:: EXCERPTED PASSAGE

I have always been a tom-boy if you will and I have, for the majority of my life, preferred the company of guys over girls. It's not a sex thing and it certainly doesn't mean that girls are poor company in any way, it's just what I prefer. I could care less about makeup, hair, or clothes so that pretty much eliminates any talks about those items with me. I am also not really big on exploring my feelings with others. If I am angry, I certainly express that or if I am sad, I have no problem telling people that, but as for going deeper and exploring the why's and the how's? No thanks. I would rather be outside doing outside things than shopping. I would much rather be drinking a beer on a patio, then putting on slutty clothes and going out.

::::
:: DATA ROWS

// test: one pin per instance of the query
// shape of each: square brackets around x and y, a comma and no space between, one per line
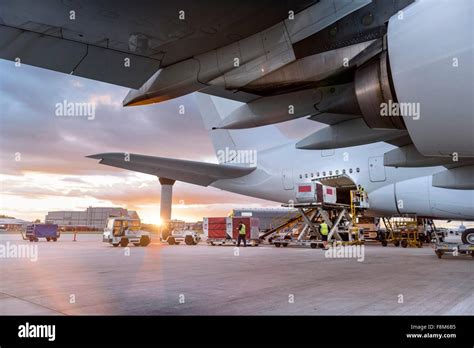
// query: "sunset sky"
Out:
[42,163]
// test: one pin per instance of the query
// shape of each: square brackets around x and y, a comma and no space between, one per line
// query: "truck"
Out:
[225,230]
[124,230]
[48,231]
[188,236]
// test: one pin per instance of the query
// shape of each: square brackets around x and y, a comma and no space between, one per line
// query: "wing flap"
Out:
[198,173]
[76,58]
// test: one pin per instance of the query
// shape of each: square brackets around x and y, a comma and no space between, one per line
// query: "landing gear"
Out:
[467,236]
[144,240]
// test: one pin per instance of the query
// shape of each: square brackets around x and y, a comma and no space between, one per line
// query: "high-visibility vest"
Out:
[324,229]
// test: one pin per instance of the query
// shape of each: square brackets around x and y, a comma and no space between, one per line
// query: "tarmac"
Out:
[90,277]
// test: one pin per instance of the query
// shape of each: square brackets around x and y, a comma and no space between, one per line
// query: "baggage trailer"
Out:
[225,230]
[124,230]
[48,231]
[442,248]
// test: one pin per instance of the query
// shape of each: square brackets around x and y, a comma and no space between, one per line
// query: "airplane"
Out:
[392,80]
[264,163]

::::

TASKS TO CARRY OUT ▸
A. Summarize the passage about being a tom-boy in two sentences.
B. Write out the passage about being a tom-boy between "I have always" and "and going out.", inclusive.

TASK RESPONSES ▸
A. The writer has long been a tom-boy who prefers the company of guys, not for sexual reasons or because girls are poor company. The writer cares little about makeup, hair, or clothes, avoids exploring feelings deeply with others, and would rather be outside or drinking a beer on a patio than shopping or dressing provocatively to go out.

B.
I have always been a tom-boy if you will and I have, for the majority of my life, preferred the company of guys over girls. It's not a sex thing and it certainly doesn't mean that girls are poor company in any way, it's just what I prefer. I could care less about makeup, hair, or clothes so that pretty much eliminates any talks about those items with me. I am also not really big on exploring my feelings with others. If I am angry, I certainly express that or if I am sad, I have no problem telling people that, but as for going deeper and exploring the why's and the how's? No thanks. I would rather be outside doing outside things than shopping. I would much rather be drinking a beer on a patio, then putting on slutty clothes and going out.